* _What is required_: Work through the data line by line, gathering every line that has the word "metal".

(Dataset entries)
|---|
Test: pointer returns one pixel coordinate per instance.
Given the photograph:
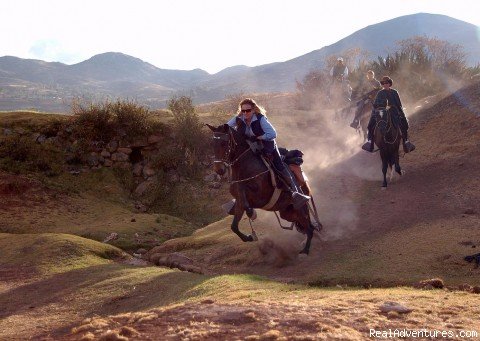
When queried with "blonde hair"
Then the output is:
(256, 108)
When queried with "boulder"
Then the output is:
(41, 139)
(211, 177)
(387, 307)
(137, 169)
(143, 187)
(148, 171)
(139, 142)
(119, 157)
(154, 139)
(124, 150)
(112, 146)
(434, 283)
(93, 159)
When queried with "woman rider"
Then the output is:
(251, 121)
(388, 96)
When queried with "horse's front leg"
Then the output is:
(384, 171)
(239, 210)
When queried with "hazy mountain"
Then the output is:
(49, 86)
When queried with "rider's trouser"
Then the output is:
(359, 111)
(402, 121)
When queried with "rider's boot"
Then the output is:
(298, 199)
(407, 145)
(354, 123)
(368, 146)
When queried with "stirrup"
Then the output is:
(408, 147)
(368, 146)
(299, 200)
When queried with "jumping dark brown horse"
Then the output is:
(387, 137)
(251, 184)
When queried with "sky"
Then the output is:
(189, 34)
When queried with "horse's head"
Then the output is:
(224, 141)
(382, 117)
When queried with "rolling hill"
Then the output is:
(26, 83)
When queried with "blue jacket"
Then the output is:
(259, 127)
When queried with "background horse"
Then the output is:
(251, 184)
(387, 138)
(339, 96)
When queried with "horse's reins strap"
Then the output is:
(276, 192)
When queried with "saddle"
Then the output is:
(393, 111)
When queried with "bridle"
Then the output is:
(228, 154)
(388, 121)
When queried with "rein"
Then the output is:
(389, 126)
(228, 137)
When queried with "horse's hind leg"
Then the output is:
(398, 169)
(384, 171)
(236, 219)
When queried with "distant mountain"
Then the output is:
(378, 39)
(28, 83)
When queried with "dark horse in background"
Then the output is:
(387, 137)
(251, 184)
(339, 96)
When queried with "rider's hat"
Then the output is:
(386, 79)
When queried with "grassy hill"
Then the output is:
(57, 284)
(416, 229)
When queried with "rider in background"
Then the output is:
(367, 92)
(251, 120)
(388, 97)
(339, 74)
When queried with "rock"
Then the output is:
(148, 171)
(211, 177)
(465, 287)
(119, 157)
(173, 176)
(112, 146)
(143, 188)
(111, 236)
(436, 283)
(155, 258)
(215, 185)
(41, 139)
(105, 153)
(137, 169)
(122, 165)
(387, 307)
(177, 259)
(141, 207)
(154, 139)
(139, 142)
(123, 150)
(92, 160)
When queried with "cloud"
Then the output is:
(52, 51)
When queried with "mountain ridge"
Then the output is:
(115, 74)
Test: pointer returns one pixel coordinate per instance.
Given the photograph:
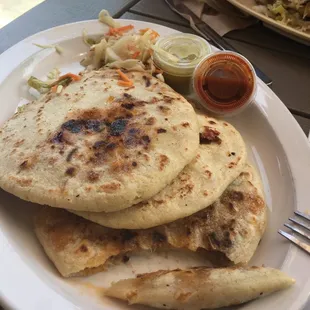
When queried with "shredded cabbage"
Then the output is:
(105, 18)
(121, 45)
(87, 40)
(58, 49)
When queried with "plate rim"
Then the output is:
(285, 133)
(271, 22)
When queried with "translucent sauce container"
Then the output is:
(187, 51)
(225, 82)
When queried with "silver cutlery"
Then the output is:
(300, 225)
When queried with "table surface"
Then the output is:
(285, 61)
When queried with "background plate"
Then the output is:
(276, 145)
(247, 7)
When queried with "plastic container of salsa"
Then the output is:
(224, 82)
(187, 51)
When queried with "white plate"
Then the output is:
(295, 34)
(276, 144)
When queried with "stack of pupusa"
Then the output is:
(139, 162)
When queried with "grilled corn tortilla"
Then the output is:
(233, 226)
(98, 146)
(220, 159)
(200, 288)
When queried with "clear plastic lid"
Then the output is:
(188, 49)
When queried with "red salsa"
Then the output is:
(225, 82)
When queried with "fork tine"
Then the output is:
(298, 230)
(302, 245)
(296, 221)
(304, 215)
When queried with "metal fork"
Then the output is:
(298, 223)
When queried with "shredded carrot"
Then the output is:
(74, 77)
(158, 70)
(125, 84)
(135, 55)
(155, 34)
(120, 30)
(143, 31)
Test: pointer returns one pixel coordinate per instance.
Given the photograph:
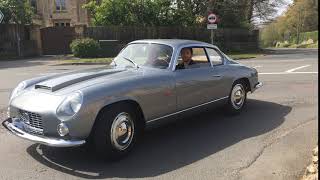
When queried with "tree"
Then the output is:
(301, 16)
(235, 13)
(16, 11)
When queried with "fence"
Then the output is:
(226, 39)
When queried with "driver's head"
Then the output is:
(186, 54)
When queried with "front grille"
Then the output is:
(33, 122)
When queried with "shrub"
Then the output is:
(85, 48)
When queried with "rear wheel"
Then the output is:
(237, 98)
(116, 131)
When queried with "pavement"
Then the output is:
(271, 139)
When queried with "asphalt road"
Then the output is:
(271, 139)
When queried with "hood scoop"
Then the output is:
(69, 79)
(38, 86)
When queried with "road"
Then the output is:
(271, 139)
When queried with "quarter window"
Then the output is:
(192, 57)
(214, 56)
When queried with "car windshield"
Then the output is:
(144, 54)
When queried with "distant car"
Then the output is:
(110, 106)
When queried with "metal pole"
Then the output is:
(212, 36)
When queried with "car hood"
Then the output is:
(83, 78)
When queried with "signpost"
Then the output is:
(212, 20)
(1, 16)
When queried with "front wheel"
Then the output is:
(237, 98)
(116, 132)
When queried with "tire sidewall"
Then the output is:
(230, 106)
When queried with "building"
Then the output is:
(50, 13)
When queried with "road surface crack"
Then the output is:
(276, 137)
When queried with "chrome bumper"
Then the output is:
(15, 128)
(259, 85)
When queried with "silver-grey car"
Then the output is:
(149, 82)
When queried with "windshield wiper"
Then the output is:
(128, 59)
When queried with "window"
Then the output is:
(62, 23)
(60, 5)
(193, 57)
(214, 56)
(33, 4)
(145, 54)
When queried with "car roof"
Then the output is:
(173, 42)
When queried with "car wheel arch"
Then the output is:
(131, 102)
(245, 81)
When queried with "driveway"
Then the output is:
(271, 139)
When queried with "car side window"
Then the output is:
(214, 56)
(192, 57)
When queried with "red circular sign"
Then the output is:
(212, 18)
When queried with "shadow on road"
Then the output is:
(170, 147)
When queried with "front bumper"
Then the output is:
(15, 127)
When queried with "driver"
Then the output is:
(186, 55)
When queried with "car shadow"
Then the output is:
(170, 147)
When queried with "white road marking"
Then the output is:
(282, 73)
(300, 67)
(46, 74)
(256, 66)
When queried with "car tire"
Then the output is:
(237, 98)
(116, 131)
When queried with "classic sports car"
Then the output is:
(150, 81)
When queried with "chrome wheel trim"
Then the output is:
(238, 96)
(122, 131)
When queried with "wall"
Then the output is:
(47, 14)
(19, 40)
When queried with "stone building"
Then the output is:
(50, 13)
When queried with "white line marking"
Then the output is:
(291, 70)
(288, 73)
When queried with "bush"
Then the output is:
(85, 48)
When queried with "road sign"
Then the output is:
(1, 16)
(212, 26)
(212, 18)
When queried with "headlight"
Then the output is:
(21, 86)
(70, 106)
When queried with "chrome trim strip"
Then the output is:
(187, 109)
(13, 126)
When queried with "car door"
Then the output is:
(196, 84)
(222, 85)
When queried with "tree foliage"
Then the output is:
(301, 16)
(232, 13)
(16, 11)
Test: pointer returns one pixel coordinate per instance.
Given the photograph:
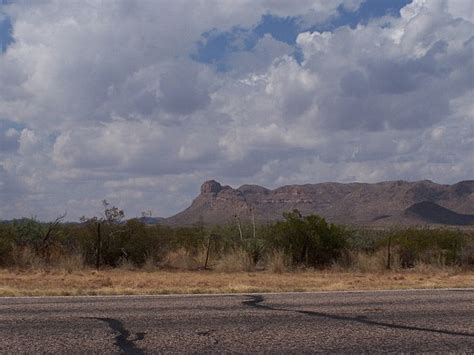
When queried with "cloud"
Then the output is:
(105, 100)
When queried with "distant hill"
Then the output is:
(432, 213)
(379, 204)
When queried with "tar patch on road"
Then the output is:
(256, 301)
(122, 340)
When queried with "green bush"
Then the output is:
(309, 240)
(431, 246)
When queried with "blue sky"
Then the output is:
(139, 102)
(217, 46)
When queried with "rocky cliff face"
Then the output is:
(377, 204)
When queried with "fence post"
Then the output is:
(389, 254)
(97, 261)
(207, 252)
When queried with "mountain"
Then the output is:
(379, 204)
(432, 213)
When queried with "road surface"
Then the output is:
(392, 321)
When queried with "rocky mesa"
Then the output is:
(379, 204)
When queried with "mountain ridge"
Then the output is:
(382, 203)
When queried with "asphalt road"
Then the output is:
(387, 321)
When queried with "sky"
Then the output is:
(140, 101)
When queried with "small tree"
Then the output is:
(308, 240)
(107, 226)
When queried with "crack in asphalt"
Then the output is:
(256, 302)
(122, 340)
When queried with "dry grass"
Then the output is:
(123, 281)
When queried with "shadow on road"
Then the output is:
(256, 302)
(122, 340)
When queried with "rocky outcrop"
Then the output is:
(379, 204)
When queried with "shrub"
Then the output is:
(308, 240)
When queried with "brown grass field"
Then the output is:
(138, 282)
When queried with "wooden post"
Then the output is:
(97, 261)
(207, 252)
(253, 223)
(240, 228)
(389, 254)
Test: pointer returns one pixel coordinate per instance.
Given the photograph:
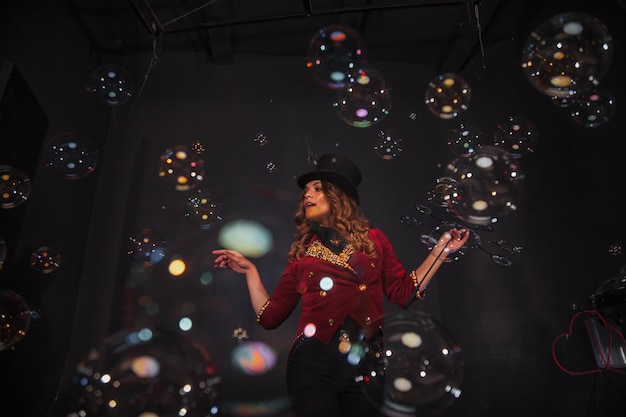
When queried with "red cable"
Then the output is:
(606, 360)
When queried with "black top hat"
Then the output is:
(335, 169)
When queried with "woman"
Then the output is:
(339, 267)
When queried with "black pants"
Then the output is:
(321, 382)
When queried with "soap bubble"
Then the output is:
(443, 230)
(366, 100)
(441, 192)
(517, 135)
(420, 370)
(111, 84)
(15, 318)
(147, 247)
(447, 96)
(181, 168)
(592, 108)
(203, 210)
(71, 155)
(566, 53)
(465, 139)
(388, 146)
(14, 186)
(144, 373)
(488, 185)
(45, 259)
(334, 52)
(254, 358)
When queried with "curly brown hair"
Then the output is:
(345, 216)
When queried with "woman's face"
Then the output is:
(316, 206)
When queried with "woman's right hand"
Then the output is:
(232, 259)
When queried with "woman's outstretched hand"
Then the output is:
(452, 240)
(231, 259)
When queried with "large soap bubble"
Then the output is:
(203, 209)
(566, 53)
(145, 373)
(15, 318)
(182, 167)
(14, 186)
(334, 52)
(72, 155)
(517, 135)
(488, 185)
(465, 139)
(447, 95)
(147, 247)
(592, 108)
(111, 84)
(420, 370)
(366, 100)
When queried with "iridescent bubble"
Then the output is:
(366, 100)
(334, 52)
(447, 96)
(419, 370)
(144, 373)
(45, 259)
(14, 186)
(203, 209)
(3, 252)
(15, 318)
(111, 84)
(565, 101)
(246, 236)
(388, 146)
(181, 168)
(147, 247)
(465, 139)
(592, 108)
(254, 358)
(442, 230)
(488, 185)
(71, 155)
(197, 147)
(568, 52)
(260, 139)
(616, 249)
(517, 135)
(271, 167)
(441, 192)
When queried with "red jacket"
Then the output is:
(331, 290)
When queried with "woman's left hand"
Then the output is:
(453, 240)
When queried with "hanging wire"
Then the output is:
(479, 29)
(156, 42)
(176, 19)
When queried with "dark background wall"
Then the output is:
(504, 318)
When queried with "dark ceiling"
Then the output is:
(444, 34)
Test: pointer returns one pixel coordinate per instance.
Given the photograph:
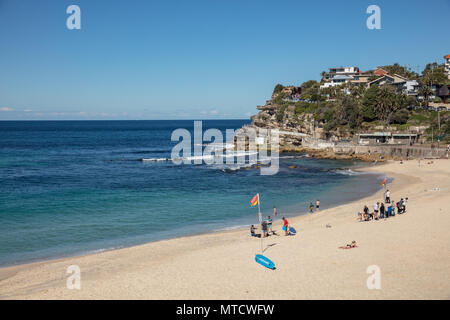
|---|
* _Your response_:
When queried with "metal fork"
When queried with "metal pole"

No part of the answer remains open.